### Set task:
Revise the entries from the line containing "Mark the white wall, one point per instance." through the end, swapping "clipboard" for "binder" and keeping everything else the same.

======== Data for the task ========

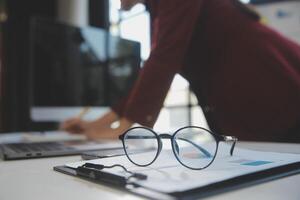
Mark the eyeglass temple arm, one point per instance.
(230, 139)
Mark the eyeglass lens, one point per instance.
(141, 140)
(194, 147)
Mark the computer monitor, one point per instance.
(73, 67)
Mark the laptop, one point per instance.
(49, 144)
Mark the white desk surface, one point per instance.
(35, 179)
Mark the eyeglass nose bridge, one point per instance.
(160, 143)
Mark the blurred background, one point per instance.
(60, 56)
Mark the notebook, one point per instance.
(48, 144)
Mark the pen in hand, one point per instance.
(83, 112)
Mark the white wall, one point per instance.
(74, 12)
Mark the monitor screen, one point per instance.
(79, 66)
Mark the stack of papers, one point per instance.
(167, 175)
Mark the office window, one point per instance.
(180, 107)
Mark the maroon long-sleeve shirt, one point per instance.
(245, 75)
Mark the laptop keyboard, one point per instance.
(37, 147)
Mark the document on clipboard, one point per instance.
(167, 176)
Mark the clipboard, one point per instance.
(225, 185)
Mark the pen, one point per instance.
(101, 176)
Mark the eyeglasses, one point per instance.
(194, 147)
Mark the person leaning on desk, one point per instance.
(245, 76)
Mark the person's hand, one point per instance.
(99, 129)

========

### Response:
Mark the white wall, one point per instance.
(74, 12)
Mark the monitor screen, one point per instance.
(79, 66)
Mark the stack of papers, one point per instance.
(167, 175)
Mark the office window, one point per instance.
(180, 107)
Mark the maroon long-sleeve shirt, one point per instance.
(245, 75)
Mark the laptop keyboard, one point per instance.
(37, 147)
Mark the document on binder, one point per instance.
(167, 176)
Mark the binder, one point per instance.
(225, 185)
Mark the pen, one point per instance.
(101, 176)
Mark the eyeglasses, one point per instance.
(194, 147)
Mark the person leaning on desk, one point per instance.
(245, 76)
Mark the person's hand, one point per instance.
(99, 129)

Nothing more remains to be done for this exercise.